### Text
+ + + + + + +

LinuxLists.cc - [PATCH] mtd: nand: pxa3xx-nand: fix random command timeouts

2015-08-12 16:26:27

Subject: [PATCH] mtd: nand: pxa3xx-nand: fix random command timeouts

When 2 commands are submitted in a row, and the second is very quick,
the completion of the second command might never come. This happens
especially if the second command is quick, such as a status read after
an erase.

The issue is that in the interrupt handler, the status bits are cleared
after the new command is issued. There is a small temporal window where
this happens :
- the previous command has set the command done bit
- the ready for a command bit is set
- the handler submits the next command
- just then, the command completes, and the command done bit is still
set
- the handler clears the "previous" command done bit
- the handler exits

In this flow, the "command done" of the next command will never trigger
a new interrupt to finish the status command, as it was cleared for both
commands.

Fix this by clearing the status bit before submitting a new command.

Signed-off-by: Robert Jarzmik <[email protected]>
---
drivers/mtd/nand/pxa3xx_nand.c | 6 +++---
1 file changed, 3 insertions(+), 3 deletions(-)

diff --git a/drivers/mtd/nand/pxa3xx_nand.c b/drivers/mtd/nand/pxa3xx_nand.c
index b0737aec7caf..718097414b9c 100644
--- a/drivers/mtd/nand/pxa3xx_nand.c
+++ b/drivers/mtd/nand/pxa3xx_nand.c
@@ -687,8 +687,10 @@ static irqreturn_t pxa3xx_nand_irq(int irq, void *devid)
is_ready = 1;
}

+ /* clear NDSR to let the controller exit the IRQ */
+ nand_writel(info, NDSR, status);
+
if (status & NDSR_WRCMDREQ) {
- nand_writel(info, NDSR, NDSR_WRCMDREQ);
status &= ~NDSR_WRCMDREQ;
info->state = STATE_CMD_HANDLE;

@@ -709,8 +711,6 @@ static irqreturn_t pxa3xx_nand_irq(int irq, void *devid)
nand_writel(info, NDCB0, info->ndcb3);
}

- /* clear NDSR to let the controller exit the IRQ */
- nand_writel(info, NDSR, status);
if (is_completed)
complete(&info->cmd_complete);
if (is_ready)
--
2.1.4

2015-08-16 15:33:11

by Ezequiel Garcia

[permalink] [raw]

Subject: Re: [PATCH] mtd: nand: pxa3xx-nand: fix random command timeouts

On 12 Aug 06:22 PM, Robert Jarzmik wrote:
> When 2 commands are submitted in a row, and the second is very quick,
> the completion of the second command might never come. This happens
> especially if the second command is quick, such as a status read after
> an erase.

+ + + + + + +

### Do this
Copy down the part of the NAND patch thread starting with "nand_writel(info, NDCB0, info->ndcb3);" and going on through "if (is_ready)", word for word.

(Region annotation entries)
+ + + + + + +

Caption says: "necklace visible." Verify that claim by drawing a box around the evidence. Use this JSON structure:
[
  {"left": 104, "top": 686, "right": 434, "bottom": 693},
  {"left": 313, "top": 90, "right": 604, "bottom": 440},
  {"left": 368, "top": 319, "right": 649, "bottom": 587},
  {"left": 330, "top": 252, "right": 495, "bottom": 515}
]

+ + + + + + +

### Result of this task
nand_writel(info, NDCB0, info->ndcb3);
}

- /* clear NDSR to let the controller exit the IRQ */
- nand_writel(info, NDSR, status);
if (is_completed)
complete(&info->cmd_complete);
if (is_ready)